Here the answer should be the line with "label: post | output bbox" and all the lines after it through the end of the listing, each repeated exactly, and no other text.

·····

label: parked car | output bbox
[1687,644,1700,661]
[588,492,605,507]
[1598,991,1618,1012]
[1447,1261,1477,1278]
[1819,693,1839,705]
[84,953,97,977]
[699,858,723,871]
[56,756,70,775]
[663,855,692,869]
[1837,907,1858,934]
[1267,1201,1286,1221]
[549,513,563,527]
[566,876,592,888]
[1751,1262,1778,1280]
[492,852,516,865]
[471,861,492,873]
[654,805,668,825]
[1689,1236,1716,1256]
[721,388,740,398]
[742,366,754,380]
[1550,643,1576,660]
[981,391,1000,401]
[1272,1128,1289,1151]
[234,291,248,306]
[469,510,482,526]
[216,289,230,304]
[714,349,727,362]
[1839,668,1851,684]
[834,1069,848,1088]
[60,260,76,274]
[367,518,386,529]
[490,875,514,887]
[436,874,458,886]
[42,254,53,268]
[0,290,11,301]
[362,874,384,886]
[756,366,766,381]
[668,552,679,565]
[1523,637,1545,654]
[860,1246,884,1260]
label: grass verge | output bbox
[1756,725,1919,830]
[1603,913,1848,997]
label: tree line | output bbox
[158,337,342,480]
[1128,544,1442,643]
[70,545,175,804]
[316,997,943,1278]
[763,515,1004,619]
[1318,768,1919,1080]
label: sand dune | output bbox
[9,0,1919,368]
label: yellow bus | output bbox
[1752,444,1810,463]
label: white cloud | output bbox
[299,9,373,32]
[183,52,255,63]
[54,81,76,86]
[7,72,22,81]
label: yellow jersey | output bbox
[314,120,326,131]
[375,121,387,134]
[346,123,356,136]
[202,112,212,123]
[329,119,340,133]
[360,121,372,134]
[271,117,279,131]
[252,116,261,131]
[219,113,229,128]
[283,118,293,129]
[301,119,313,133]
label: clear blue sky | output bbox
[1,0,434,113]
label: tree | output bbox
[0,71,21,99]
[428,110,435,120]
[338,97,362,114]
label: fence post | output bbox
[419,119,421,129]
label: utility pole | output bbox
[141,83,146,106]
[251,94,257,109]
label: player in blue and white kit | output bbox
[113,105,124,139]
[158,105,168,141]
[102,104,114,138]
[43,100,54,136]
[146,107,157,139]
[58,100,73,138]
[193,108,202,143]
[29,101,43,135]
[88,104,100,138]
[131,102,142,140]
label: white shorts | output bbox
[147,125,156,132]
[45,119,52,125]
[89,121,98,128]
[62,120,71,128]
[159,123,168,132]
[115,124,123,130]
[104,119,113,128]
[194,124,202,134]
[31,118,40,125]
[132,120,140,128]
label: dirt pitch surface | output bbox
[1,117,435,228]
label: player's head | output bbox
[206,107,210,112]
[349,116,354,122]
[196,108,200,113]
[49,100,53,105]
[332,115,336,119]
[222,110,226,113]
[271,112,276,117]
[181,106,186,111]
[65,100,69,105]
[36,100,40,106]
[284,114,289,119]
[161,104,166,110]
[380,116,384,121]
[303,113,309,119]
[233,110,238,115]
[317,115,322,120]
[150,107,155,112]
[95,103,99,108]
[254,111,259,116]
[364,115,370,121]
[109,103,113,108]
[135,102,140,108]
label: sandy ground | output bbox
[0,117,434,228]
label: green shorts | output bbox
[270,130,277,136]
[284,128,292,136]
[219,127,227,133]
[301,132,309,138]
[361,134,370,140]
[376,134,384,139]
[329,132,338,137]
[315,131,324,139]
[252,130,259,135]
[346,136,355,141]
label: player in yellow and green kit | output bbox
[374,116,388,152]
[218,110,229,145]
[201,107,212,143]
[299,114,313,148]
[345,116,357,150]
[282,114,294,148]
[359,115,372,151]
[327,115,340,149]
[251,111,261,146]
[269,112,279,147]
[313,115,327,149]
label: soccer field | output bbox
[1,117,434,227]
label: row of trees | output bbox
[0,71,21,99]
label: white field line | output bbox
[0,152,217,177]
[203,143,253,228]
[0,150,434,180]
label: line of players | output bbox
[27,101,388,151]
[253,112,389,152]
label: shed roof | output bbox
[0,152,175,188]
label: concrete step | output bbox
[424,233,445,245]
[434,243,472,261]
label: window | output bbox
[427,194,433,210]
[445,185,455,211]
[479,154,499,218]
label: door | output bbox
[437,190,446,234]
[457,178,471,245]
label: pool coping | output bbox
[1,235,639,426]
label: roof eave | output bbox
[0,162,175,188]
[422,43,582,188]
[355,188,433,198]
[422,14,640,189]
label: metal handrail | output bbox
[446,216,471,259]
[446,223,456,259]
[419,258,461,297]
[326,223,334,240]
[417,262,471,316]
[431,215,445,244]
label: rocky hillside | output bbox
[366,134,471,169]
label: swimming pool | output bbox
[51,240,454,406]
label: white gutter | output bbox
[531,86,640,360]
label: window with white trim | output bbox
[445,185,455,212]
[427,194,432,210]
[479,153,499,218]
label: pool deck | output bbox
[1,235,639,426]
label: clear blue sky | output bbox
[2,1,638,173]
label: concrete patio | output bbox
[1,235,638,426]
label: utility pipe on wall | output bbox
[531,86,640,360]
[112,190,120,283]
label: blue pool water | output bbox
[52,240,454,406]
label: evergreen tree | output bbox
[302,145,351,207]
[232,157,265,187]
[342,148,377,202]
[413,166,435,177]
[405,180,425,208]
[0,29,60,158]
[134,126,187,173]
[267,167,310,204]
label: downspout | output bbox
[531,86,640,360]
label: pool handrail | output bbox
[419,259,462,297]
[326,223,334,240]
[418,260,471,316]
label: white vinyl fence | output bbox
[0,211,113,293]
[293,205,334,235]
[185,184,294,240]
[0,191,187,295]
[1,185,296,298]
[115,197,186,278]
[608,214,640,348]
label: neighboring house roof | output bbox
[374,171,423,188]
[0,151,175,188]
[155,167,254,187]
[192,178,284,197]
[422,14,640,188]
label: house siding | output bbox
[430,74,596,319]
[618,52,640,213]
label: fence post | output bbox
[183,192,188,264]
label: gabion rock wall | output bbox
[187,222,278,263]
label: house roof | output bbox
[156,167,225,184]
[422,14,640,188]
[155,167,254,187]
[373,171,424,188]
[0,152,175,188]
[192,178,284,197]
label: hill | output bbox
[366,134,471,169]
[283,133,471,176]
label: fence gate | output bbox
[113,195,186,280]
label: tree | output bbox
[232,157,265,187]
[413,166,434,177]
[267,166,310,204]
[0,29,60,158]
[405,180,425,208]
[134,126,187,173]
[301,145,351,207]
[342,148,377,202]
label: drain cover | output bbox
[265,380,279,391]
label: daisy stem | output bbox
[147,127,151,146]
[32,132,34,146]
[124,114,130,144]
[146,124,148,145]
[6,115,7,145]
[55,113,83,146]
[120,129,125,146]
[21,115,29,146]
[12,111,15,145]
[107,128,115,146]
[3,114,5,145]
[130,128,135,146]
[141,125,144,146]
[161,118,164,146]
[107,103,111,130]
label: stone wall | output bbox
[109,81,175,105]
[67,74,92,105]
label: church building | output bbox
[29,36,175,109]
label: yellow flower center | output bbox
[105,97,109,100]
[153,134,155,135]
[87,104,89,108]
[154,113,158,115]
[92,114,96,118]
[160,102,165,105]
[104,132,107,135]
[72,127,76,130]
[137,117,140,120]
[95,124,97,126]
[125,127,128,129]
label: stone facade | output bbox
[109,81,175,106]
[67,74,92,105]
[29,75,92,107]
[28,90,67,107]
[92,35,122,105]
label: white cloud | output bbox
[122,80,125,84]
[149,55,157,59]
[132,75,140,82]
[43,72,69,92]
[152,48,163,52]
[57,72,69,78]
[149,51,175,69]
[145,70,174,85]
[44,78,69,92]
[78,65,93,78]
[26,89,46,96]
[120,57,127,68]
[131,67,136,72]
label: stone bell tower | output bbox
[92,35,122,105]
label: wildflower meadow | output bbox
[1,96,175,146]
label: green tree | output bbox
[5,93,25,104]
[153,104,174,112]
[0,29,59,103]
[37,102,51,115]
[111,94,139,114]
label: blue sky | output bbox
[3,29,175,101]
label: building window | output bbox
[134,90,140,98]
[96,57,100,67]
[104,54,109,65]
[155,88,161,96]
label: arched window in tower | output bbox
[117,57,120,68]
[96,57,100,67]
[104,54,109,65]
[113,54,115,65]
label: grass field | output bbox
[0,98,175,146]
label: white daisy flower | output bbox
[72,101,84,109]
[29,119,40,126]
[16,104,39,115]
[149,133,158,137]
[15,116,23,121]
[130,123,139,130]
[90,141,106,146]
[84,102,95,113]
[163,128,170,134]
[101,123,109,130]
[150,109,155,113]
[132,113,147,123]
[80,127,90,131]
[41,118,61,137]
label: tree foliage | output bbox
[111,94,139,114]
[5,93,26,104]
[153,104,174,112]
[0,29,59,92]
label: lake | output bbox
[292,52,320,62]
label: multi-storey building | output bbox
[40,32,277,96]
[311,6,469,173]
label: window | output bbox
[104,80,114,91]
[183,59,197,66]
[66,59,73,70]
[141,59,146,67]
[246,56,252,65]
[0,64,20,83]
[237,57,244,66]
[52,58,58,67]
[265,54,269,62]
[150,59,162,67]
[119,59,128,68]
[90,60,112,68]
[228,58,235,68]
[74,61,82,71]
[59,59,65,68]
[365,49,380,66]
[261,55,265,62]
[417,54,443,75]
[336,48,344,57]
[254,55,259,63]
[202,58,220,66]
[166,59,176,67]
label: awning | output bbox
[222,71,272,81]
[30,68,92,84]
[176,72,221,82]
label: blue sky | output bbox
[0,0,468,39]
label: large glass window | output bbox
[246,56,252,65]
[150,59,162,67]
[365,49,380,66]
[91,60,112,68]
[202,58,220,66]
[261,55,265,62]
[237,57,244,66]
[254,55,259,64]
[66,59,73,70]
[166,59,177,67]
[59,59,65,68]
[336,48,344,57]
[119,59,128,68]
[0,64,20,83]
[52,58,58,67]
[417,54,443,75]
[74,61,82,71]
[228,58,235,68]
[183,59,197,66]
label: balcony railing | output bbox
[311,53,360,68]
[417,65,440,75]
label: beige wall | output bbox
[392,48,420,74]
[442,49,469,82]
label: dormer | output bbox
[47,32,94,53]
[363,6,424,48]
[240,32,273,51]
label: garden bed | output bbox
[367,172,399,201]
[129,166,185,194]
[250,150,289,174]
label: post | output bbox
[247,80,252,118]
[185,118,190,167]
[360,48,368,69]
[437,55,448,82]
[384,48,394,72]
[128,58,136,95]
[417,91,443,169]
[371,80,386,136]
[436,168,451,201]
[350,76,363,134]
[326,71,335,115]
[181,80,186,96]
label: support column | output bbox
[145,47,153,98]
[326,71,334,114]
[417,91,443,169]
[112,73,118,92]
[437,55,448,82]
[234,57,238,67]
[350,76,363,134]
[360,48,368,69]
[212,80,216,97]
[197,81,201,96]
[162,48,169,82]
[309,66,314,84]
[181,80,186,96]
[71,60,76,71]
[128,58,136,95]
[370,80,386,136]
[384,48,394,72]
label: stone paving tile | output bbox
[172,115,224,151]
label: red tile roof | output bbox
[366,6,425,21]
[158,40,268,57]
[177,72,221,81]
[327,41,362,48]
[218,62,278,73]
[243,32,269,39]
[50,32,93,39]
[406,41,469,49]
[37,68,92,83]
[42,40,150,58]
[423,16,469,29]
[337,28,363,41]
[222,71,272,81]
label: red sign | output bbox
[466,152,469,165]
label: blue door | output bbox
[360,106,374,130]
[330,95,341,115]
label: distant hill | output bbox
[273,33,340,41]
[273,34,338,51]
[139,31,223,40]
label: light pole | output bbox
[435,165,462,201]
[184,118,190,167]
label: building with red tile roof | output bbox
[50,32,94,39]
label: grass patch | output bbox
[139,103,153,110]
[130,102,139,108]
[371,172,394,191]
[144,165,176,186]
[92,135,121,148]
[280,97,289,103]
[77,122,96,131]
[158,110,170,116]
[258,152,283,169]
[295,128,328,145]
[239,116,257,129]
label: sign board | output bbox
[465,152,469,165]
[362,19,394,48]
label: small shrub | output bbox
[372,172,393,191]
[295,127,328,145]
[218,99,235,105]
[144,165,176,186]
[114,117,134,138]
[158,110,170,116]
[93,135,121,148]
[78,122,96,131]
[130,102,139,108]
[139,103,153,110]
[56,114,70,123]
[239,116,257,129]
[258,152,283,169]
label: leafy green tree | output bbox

·····

* **Result of this task**:
label: post | output bbox
[247,80,252,118]
[185,118,190,167]
[360,48,368,69]
[437,55,448,82]
[384,48,394,72]
[128,58,136,95]
[417,91,443,169]
[371,80,386,136]
[436,168,451,201]
[350,76,363,134]
[326,71,335,115]
[181,80,186,96]
label: support column | output bbox
[145,47,153,98]
[326,71,334,114]
[417,91,443,169]
[112,73,118,92]
[437,55,448,82]
[234,57,238,67]
[350,76,363,134]
[360,48,368,69]
[212,80,216,97]
[197,81,201,96]
[162,48,169,82]
[309,66,314,84]
[181,80,186,96]
[71,60,76,71]
[128,58,136,95]
[370,80,386,136]
[384,48,394,72]
label: stone paving tile | output bbox
[172,115,224,151]
label: red tile roof | output bbox
[366,6,425,21]
[158,40,268,57]
[177,72,221,81]
[327,41,362,48]
[218,62,278,73]
[243,32,269,39]
[50,32,93,39]
[406,41,469,49]
[37,68,92,83]
[42,40,150,58]
[423,16,469,29]
[337,28,363,41]
[222,71,272,81]
label: red sign | output bbox
[466,152,469,165]
label: blue door | output bbox
[360,106,374,130]
[330,95,341,115]
label: distant hill | output bbox
[273,33,340,41]
[273,34,338,51]
[139,31,223,40]
label: light pole | output bbox
[435,165,462,201]
[184,118,190,167]
label: building with red tile roof | output bbox
[50,32,94,39]
label: grass patch | output bbox
[139,103,153,110]
[130,102,139,108]
[371,172,394,191]
[144,165,176,186]
[92,135,121,148]
[280,97,289,103]
[77,122,96,131]
[158,110,170,116]
[258,152,283,169]
[295,128,328,145]
[239,116,257,129]
label: sign board | output bbox
[465,152,469,165]
[362,19,394,48]
label: small shrub | output bbox
[372,172,393,191]
[295,127,328,145]
[218,99,235,105]
[144,165,176,186]
[114,117,134,138]
[158,110,170,116]
[93,135,121,148]
[78,122,96,131]
[130,102,139,108]
[139,103,153,110]
[56,114,70,123]
[239,116,257,129]
[258,152,283,169]
label: leafy green tree | output bbox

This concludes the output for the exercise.